:: PROVIDED TEXT ::

Francis Urquhart (Ian Richardson) is the main character in Dobbs's House of Cards trilogy of novels and television series: House of Cards (1990), To Play the King (1993) and The Final Cut (1995). A Conservative and the government Chief Whip with roots in the Scottish aristocracy, Urquhart manoeuvres himself through blackmail, manipulation and murder to the post of prime minister. To Play the King sees Prime Minister Urquhart clash with the newly crowned king of the United Kingdom over disagreements regarding social justice. By the time of The Final Cut, Urquhart has been in power for 11 years, and refuses to relinquish his position until he has beaten Margaret Thatcher's record as longest serving post-war Prime Minister.

Thought to be based on Richard III and Macbeth, Urquhart is characterised by his habitual breaking of the fourth wall, his quoting of Shakespeare, and his usage of the catchphrase, "You might very well think that; I couldn't possibly comment", or a variation thereon, as a plausibly deniable way of agreeing with people and/or leaking information.

:::

WORK INSTRUCTIONS —
- 1) How long has Urquhart been in power by the time of The Final Cut, according to the Francis Urquhart passage?
- 2) Echo the stretch of the Francis Urquhart passage from "Francis Urquhart (Ian" through "post-war Prime Minister.".
Rely only on the Francis Urquhart passage.

:: DATA SEGMENT ::

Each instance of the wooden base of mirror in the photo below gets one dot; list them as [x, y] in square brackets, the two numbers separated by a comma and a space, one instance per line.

:::

TASK-BY-TASK ANSWERS —
- 1) 11 years

- 2)
Francis Urquhart (Ian Richardson) is the main character in Dobbs's House of Cards trilogy of novels and television series: House of Cards (1990), To Play the King (1993) and The Final Cut (1995). A Conservative and the government Chief Whip with roots in the Scottish aristocracy, Urquhart manoeuvres himself through blackmail, manipulation and murder to the post of prime minister. To Play the King sees Prime Minister Urquhart clash with the newly crowned king of the United Kingdom over disagreements regarding social justice. By the time of The Final Cut, Urquhart has been in power for 11 years, and refuses to relinquish his position until he has beaten Margaret Thatcher's record as longest serving post-war Prime Minister.